------ Given records
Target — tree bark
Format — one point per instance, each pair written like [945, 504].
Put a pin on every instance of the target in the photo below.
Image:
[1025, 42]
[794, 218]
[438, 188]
------------
Render the data above as a JSON list of strings, with one string for each line and any blank lines left out.

[
  "Target — tree bark",
  "Format — one point per instance, each pair written like [945, 504].",
  "Put a pin on every instance of the target in the photo below.",
  "Image:",
  "[1025, 42]",
  "[794, 218]",
  "[438, 188]"
]